* _Extrait_
▶

On ne peut aborder le statut des fonctionnaires internationaux que de manière globale. En effet, ce dernier comporte toute une série d'immunités, d'accords de siège, qui confèrent des privilèges bien plus importants aux fonctionnaires internationaux que celui de pouvoir importer des voitures non conformes aux normes suisses. Il est vrai que certains de ces fonctionnaires changent de pays tous les trois ou quatre ans. Alors, s'il leur fallait adapter leur véhicule à chaque fois, ils n'en finiraient plus !
Cette résolution m'apparaît bien chicanière et compliquée, et j'imagine mal comment on pourrait suivre de telles directives qui font état de difficultés tout à fait mineures en regard du problème global qui est celui des organisations internationales. En plus, cette résolution arrive fort mal à propos, au moment où nous essayons de faire montre d'une ouverture au monde international dans un contexte de compétition particulièrement difficile.
Certes, il convient de ne pas autoriser les véhicules dangereux à circuler sur le territoire suisse... (Exclamations sur les bancs des écologistes.) Mais je suis tout à fait d'accord avec vous ! Permettez-moi de reprendre vos idées formidables, comme celle des prescriptions non respectées en matière de gaz d'échappement. C'est vrai, il existe des catalyseurs américains, japonais, suisses, suédois. Peut-on sérieusement exiger d'un attaché d'ambassade - qui vient s'établir en Suisse avec sa famille pour un certain temps - qu'il modifie le catalyseur de son véhicule ? Personnellement, je trouve cela un peu chicanier.
Sur la question des valeurs limites en matière de bruit, et jusqu'à preuve du contraire, beaucoup de voitures de diplomates, circulant à Genève, ne correspondent pas aux normes de contrôle en raison des différentes immunités diplomatiques - je ne parle pas des organisations internationales. Avez-vous remarqué qu'elles pétaradent plus que les autres à la rue du Rhône et dans les rues Basses ? Non, tel n'est pas le cas !

◀

* _Données_
▶

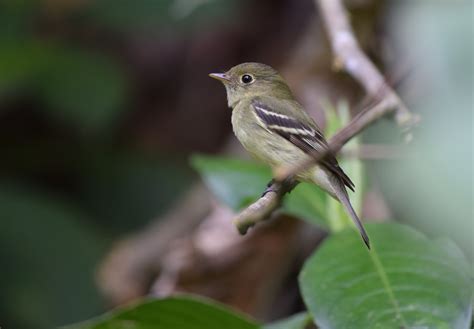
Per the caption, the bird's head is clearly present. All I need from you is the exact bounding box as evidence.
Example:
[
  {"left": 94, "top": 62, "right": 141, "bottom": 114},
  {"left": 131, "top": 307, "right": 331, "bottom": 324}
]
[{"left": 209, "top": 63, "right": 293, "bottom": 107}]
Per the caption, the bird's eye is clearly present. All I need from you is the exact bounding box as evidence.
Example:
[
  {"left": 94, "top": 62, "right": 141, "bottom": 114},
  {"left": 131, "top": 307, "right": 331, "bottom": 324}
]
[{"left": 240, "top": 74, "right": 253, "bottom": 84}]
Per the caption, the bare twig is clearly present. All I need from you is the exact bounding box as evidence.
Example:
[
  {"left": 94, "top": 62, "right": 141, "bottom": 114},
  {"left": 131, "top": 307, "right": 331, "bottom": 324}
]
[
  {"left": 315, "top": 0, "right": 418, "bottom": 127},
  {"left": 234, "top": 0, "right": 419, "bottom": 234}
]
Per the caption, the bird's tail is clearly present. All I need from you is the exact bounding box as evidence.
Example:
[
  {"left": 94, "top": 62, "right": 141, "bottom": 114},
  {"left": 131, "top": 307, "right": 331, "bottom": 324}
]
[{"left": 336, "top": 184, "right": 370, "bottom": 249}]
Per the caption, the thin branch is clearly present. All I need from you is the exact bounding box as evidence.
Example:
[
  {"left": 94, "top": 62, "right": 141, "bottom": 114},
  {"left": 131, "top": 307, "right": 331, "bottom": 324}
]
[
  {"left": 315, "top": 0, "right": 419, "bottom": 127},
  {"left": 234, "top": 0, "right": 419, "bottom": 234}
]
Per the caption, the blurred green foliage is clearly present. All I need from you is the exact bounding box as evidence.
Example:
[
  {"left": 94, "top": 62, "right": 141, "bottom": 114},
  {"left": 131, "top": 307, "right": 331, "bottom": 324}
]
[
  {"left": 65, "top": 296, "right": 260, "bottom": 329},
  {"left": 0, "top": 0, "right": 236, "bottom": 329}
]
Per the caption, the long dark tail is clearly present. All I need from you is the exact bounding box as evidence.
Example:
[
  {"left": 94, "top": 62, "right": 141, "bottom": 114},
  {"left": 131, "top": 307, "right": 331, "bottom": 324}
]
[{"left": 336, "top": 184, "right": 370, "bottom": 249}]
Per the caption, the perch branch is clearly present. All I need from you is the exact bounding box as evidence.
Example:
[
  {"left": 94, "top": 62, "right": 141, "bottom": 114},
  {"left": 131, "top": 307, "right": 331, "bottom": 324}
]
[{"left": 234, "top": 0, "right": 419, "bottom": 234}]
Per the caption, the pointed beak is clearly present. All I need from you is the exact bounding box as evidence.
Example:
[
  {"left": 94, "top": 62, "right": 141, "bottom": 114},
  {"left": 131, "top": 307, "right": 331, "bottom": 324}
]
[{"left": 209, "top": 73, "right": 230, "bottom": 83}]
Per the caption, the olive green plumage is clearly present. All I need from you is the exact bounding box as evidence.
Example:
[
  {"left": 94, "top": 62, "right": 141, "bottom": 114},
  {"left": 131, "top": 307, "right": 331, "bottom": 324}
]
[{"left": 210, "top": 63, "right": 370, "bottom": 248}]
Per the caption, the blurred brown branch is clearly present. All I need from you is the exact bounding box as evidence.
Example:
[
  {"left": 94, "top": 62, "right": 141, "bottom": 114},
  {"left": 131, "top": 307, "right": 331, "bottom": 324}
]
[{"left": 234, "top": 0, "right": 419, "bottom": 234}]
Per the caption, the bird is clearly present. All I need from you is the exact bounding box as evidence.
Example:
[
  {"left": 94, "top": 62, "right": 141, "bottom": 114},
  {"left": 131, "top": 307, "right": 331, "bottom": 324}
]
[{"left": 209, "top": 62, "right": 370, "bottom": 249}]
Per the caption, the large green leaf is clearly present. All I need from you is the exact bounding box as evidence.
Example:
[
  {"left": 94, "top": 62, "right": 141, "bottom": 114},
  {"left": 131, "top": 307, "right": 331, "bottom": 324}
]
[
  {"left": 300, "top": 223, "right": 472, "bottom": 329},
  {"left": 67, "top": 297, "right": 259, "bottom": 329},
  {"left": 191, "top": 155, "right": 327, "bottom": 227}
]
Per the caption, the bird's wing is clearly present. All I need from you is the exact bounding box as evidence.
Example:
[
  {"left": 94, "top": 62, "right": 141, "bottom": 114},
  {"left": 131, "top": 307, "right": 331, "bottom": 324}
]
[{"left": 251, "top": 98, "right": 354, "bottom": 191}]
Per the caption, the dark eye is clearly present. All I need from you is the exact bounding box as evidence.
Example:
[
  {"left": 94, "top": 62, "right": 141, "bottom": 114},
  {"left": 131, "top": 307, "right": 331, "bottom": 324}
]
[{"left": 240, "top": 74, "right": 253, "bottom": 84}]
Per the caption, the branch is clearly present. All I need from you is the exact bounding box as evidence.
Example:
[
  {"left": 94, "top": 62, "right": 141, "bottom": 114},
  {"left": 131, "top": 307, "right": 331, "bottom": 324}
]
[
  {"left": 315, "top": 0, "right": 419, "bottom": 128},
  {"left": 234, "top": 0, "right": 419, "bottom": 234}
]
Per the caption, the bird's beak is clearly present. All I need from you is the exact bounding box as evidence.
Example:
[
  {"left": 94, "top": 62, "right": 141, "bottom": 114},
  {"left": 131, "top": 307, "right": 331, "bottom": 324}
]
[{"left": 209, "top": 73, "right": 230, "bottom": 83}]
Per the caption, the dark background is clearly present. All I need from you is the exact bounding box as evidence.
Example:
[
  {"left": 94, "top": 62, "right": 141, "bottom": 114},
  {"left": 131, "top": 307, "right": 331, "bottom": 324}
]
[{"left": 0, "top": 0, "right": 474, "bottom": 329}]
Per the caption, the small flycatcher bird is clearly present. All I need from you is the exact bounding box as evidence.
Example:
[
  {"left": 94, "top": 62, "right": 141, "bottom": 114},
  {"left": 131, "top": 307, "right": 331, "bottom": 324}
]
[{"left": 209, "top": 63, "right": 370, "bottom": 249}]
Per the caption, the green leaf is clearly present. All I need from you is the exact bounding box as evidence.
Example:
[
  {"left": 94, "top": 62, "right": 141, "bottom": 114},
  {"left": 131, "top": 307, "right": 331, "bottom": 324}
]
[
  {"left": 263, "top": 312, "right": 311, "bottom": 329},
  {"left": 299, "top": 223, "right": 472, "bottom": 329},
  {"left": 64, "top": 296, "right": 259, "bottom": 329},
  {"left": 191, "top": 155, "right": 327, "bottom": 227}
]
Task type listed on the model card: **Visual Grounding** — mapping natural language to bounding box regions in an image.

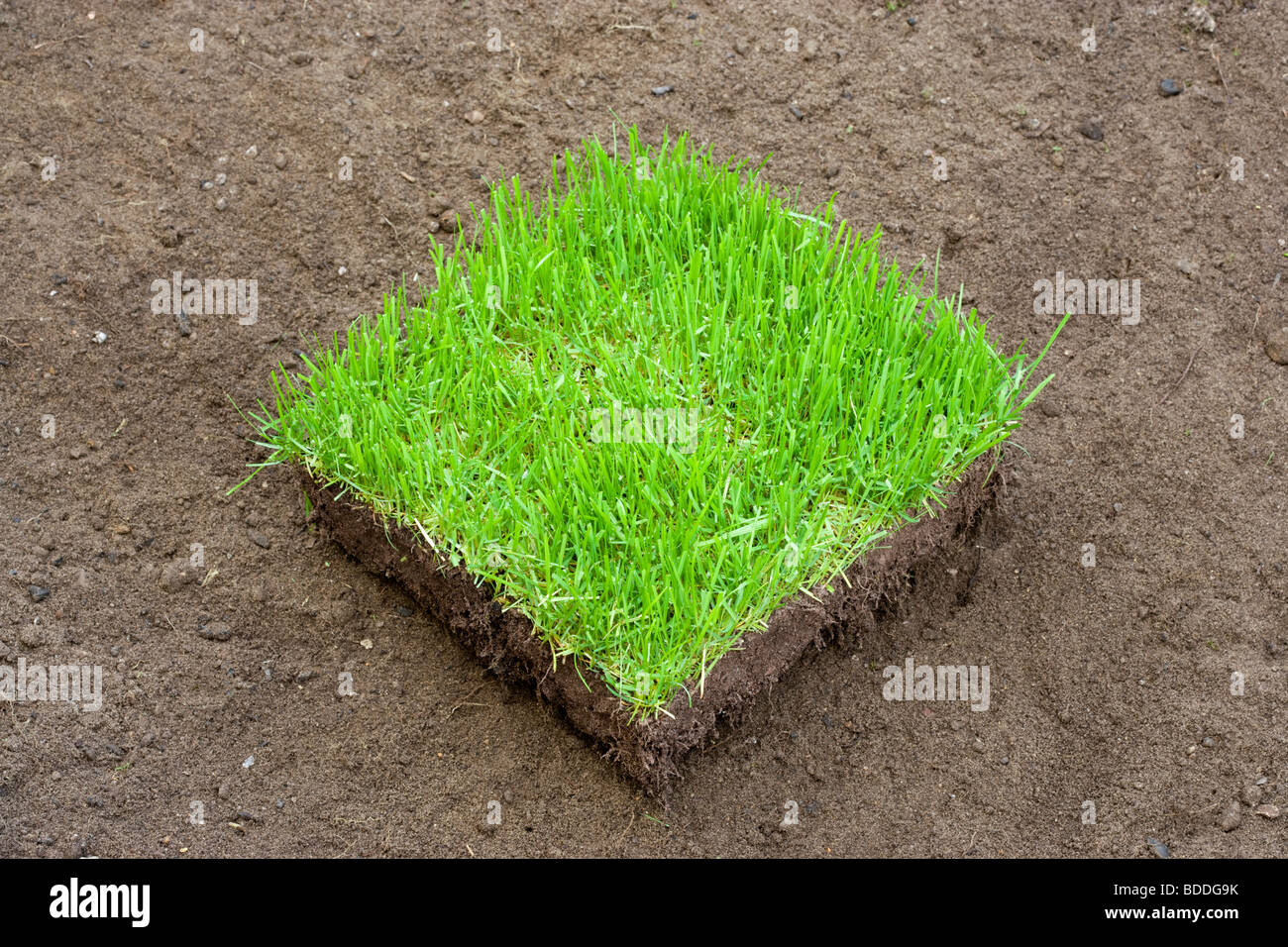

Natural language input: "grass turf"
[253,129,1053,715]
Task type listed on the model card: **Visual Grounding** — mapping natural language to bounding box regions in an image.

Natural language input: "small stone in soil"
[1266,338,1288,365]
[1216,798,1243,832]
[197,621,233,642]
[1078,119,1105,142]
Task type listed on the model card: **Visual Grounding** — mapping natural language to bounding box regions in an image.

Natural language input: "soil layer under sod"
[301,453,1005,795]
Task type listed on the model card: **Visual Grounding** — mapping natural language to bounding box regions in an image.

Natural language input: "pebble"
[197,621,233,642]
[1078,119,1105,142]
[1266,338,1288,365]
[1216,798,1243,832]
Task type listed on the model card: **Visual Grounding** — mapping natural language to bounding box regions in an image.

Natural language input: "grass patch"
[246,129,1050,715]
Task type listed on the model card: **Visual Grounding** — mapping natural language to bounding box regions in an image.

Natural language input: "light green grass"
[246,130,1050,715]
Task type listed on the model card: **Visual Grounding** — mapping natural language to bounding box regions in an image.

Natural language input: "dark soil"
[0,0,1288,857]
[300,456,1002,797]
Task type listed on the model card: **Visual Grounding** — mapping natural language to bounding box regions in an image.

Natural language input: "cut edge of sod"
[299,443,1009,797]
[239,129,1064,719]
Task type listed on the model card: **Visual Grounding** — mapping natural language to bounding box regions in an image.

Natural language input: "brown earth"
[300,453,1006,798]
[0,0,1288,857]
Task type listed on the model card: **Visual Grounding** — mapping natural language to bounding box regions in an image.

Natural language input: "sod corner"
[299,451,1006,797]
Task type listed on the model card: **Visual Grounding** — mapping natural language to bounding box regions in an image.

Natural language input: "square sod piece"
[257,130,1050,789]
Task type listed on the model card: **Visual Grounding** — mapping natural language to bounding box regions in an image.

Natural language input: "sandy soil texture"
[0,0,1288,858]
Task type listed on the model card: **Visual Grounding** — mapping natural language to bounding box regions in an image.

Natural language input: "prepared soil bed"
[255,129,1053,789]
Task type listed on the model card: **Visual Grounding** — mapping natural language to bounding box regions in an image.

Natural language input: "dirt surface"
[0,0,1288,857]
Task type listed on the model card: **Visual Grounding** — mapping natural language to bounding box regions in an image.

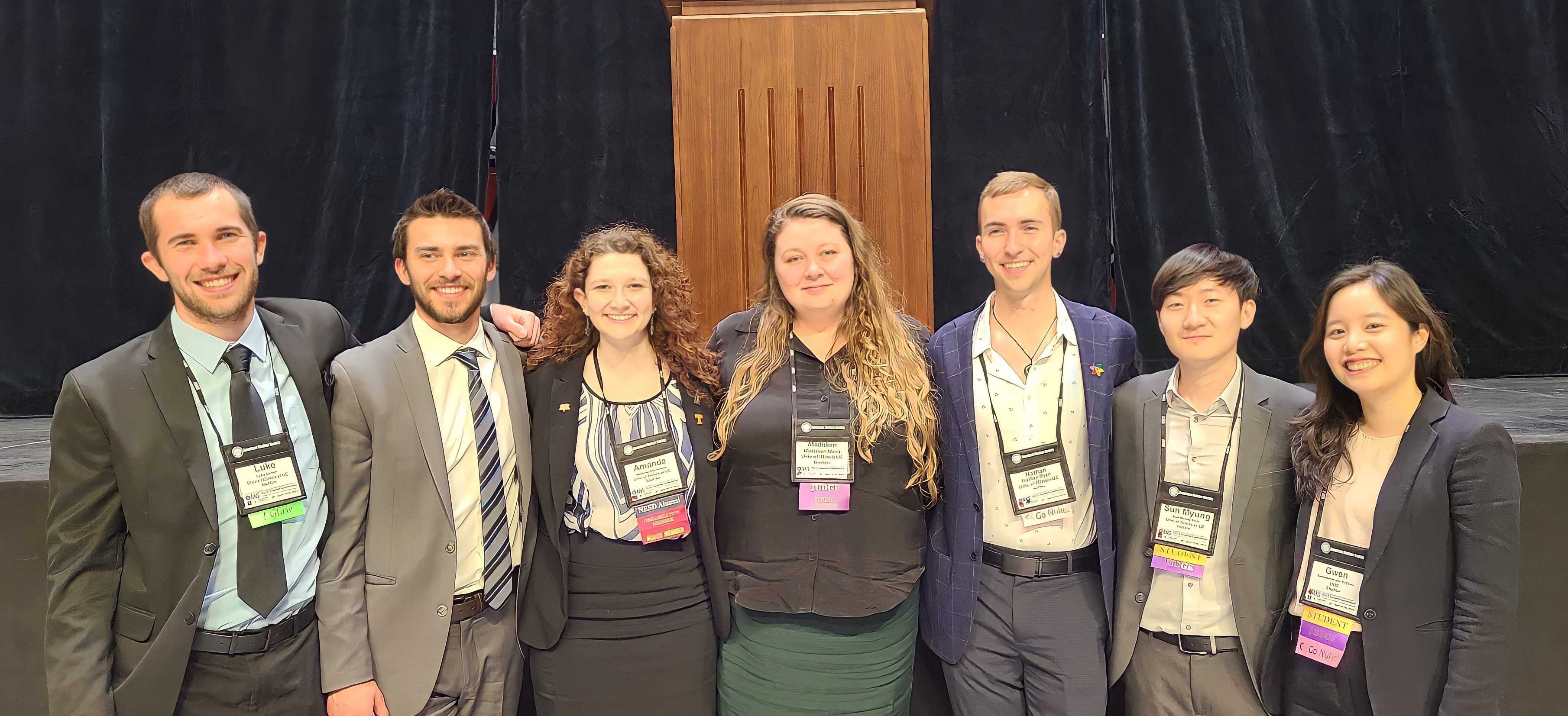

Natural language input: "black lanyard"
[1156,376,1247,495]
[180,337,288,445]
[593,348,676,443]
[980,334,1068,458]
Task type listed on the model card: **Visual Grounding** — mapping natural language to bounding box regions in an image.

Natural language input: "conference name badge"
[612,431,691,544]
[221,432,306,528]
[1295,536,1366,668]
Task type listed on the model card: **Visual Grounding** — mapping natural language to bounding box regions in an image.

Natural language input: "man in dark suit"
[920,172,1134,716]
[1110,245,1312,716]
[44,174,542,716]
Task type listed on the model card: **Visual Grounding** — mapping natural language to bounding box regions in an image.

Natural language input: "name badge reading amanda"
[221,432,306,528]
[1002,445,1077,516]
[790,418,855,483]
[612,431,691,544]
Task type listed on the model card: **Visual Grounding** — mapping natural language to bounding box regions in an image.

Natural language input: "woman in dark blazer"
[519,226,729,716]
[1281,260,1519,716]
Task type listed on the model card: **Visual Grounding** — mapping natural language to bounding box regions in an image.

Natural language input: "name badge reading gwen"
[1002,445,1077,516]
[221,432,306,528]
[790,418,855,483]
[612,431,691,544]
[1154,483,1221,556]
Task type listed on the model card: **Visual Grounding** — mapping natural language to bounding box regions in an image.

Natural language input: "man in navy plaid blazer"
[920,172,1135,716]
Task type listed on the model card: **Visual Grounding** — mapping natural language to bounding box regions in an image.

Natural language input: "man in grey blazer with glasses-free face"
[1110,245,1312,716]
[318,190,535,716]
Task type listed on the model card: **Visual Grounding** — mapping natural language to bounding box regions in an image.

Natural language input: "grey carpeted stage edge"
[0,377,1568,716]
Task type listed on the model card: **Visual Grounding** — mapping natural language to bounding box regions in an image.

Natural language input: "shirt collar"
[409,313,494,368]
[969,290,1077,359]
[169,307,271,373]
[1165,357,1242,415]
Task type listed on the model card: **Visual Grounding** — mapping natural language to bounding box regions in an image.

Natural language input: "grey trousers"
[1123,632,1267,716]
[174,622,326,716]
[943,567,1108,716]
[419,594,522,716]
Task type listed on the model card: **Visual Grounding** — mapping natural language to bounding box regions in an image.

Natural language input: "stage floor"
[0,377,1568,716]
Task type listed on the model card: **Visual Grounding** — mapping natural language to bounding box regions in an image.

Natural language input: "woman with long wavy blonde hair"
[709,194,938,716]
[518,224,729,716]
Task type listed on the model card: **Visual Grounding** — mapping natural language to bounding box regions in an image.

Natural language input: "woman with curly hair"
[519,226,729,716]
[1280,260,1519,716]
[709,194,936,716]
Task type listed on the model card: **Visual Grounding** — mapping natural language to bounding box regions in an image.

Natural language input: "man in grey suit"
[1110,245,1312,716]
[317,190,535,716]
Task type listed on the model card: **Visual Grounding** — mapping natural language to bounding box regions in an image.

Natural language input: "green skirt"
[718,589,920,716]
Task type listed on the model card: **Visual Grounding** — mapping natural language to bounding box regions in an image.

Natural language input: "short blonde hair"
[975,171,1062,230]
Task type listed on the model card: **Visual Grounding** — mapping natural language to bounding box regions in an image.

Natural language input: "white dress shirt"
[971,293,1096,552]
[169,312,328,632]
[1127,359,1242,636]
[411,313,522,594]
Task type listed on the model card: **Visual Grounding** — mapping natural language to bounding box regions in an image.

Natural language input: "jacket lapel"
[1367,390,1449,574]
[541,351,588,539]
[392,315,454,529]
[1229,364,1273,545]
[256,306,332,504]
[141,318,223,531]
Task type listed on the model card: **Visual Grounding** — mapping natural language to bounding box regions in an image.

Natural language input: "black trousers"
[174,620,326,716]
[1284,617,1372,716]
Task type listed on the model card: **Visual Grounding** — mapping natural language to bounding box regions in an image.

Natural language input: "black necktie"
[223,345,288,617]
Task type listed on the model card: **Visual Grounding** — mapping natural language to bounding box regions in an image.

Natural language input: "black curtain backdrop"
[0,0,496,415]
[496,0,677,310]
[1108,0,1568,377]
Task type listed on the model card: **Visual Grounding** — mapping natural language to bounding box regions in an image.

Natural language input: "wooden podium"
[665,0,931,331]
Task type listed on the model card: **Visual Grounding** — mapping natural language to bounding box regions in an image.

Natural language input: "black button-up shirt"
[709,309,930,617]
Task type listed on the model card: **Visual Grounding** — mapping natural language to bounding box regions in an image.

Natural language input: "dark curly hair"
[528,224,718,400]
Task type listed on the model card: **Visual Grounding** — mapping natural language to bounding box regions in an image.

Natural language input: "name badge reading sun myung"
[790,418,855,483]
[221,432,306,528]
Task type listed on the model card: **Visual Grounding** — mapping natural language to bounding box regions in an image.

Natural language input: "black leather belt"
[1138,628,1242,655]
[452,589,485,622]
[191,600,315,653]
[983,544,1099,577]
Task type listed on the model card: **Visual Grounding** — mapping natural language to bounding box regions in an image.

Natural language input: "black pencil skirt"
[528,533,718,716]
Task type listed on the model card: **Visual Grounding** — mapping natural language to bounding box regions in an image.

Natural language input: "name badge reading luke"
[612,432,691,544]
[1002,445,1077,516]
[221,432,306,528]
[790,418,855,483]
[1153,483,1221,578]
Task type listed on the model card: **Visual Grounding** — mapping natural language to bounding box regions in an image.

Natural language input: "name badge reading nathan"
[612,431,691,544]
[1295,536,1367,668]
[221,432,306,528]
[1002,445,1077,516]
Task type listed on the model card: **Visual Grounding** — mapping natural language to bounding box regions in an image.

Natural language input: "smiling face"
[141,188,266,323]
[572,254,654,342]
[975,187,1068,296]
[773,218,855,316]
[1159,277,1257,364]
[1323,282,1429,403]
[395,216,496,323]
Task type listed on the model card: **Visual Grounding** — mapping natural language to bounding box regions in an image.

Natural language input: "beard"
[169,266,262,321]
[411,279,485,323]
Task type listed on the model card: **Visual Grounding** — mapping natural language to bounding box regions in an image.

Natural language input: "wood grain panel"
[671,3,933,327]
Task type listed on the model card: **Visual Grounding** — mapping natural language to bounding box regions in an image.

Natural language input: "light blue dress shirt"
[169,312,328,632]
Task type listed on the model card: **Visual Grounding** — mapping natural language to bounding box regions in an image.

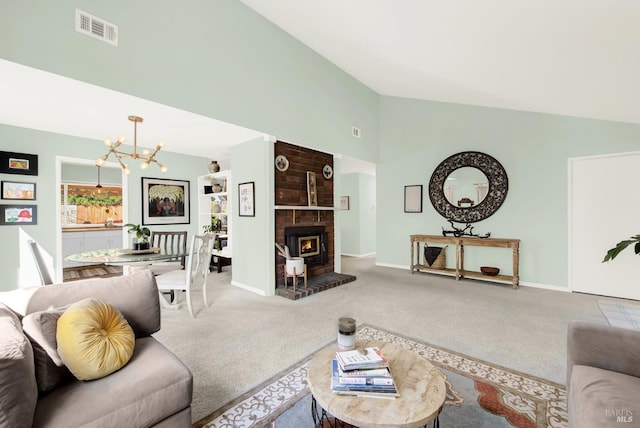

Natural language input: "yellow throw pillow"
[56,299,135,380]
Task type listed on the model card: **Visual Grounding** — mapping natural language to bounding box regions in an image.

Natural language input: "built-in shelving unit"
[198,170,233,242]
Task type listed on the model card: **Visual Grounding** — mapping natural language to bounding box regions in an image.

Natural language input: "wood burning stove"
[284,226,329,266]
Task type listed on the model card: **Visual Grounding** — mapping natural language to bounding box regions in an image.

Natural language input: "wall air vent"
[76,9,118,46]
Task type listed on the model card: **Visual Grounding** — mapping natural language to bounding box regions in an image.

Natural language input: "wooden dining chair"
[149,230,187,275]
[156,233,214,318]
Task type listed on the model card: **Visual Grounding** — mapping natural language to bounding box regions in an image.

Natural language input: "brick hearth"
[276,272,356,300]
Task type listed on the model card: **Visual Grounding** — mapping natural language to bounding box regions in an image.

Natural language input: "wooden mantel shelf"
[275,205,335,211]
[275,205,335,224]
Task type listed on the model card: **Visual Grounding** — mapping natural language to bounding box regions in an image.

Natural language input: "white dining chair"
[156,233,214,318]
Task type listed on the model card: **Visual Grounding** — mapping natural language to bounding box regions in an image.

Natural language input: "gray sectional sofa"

◀

* _Consigne 1_
Recopiez mot pour mot le passage de l'extrait sur les véhicules des fonctionnaires internationaux, en commençant aux mots « Sur la question » et en vous arrêtant après « pas le cas ! ».
* _Consigne 2_
Indiquez si chacune des affirmations suivantes concorde avec l'extrait sur les véhicules des fonctionnaires internationaux. Répondez par oui ou par non en citant textuellement les mots de l'extrait qui tranchent.
(a) Certains fonctionnaires internationaux changent de pays tous les trois ou quatre ans.
(b) La résolution arrive à un moment opportun.
(c) Il faut autoriser les véhicules dangereux à circuler sur le territoire suisse.
* _Consigne 3_
Poursuivez l'extrait sur les véhicules des fonctionnaires internationaux à partir de sa dernière phrase.

* _Résultat 1_
Sur la question des valeurs limites en matière de bruit, et jusqu'à preuve du contraire, beaucoup de voitures de diplomates, circulant à Genève, ne correspondent pas aux normes de contrôle en raison des différentes immunités diplomatiques - je ne parle pas des organisations internationales. Avez-vous remarqué qu'elles pétaradent plus que les autres à la rue du Rhône et dans les rues Basses ? Non, tel n'est pas le cas !

* _Résultat 2_
(a) Oui : « Il est vrai que certains de ces fonctionnaires changent de pays tous les trois ou quatre ans. »
(b) Non : « cette résolution arrive fort mal à propos »
(c) Non : « il convient de ne pas autoriser les véhicules dangereux à circuler sur le territoire suisse »

* _Résultat 3_
Ensuite, il n'est pas dit expressément qu'il n'y a pas de contrôle des freins de voitures dans les autres pays, mais on laisse entendre qu'il faudra les modifier en fonction des normes suisses. Je puis vous rassurer, il est - Dieu soit loué - d'autres pays dans lesquels les véhicules sont munis de freins qui fonctionnent très bien. Je puis vous rassurer aussi sur l'adaptation ou le remplacement du compteur de vitesse, à savoir qu'un compteur en miles ne rend pas incapable le conducteur de contrôler sa vitesse. Quant à l'échange des pneumatiques, d'autres éléments sont donnés dans la circulaire de la mission permanente de la Suisse qui devrait tendre à vous tranquilliser.
Pour toutes ces raisons, cette résolution n'est pas souhaitable et nous vous invitons à la rejeter.
M. Gérard Ramseyer, conseiller d'Etat. Il s'agit d'une affaire fédérale et, par conséquent, je pourrais m'abstenir de tout commentaire.
Pourtant, les fonctionnaires internationaux sont mis sur pied d'égalité avec les personnes en provenance de l'étranger et qui séjournent temporairement en Suisse. Ils peuvent utiliser leur véhicule, pour autant que celui-ci satisfasse aux exigences énumérées dans les dispositions de la convention internationale du 8 novembre 1968 sur la circulation routière. Bien entendu, ces véhicules doivent être en parfait état de fonctionnement.
Cette résolution n'est donc pas sans intérêt, mais il est vrai qu'elle présente un aspect chicanier pour ceux qui en seront les «victimes», donc les fonctionnaires internationaux.
S'il le faut, j'intercéderai auprès Conseil fédéral, mais je souhaite que la Confédération ne nous envoie pas une fin de non-recevoir.
Mise aux voix, cette proposition de résolution est rejetée.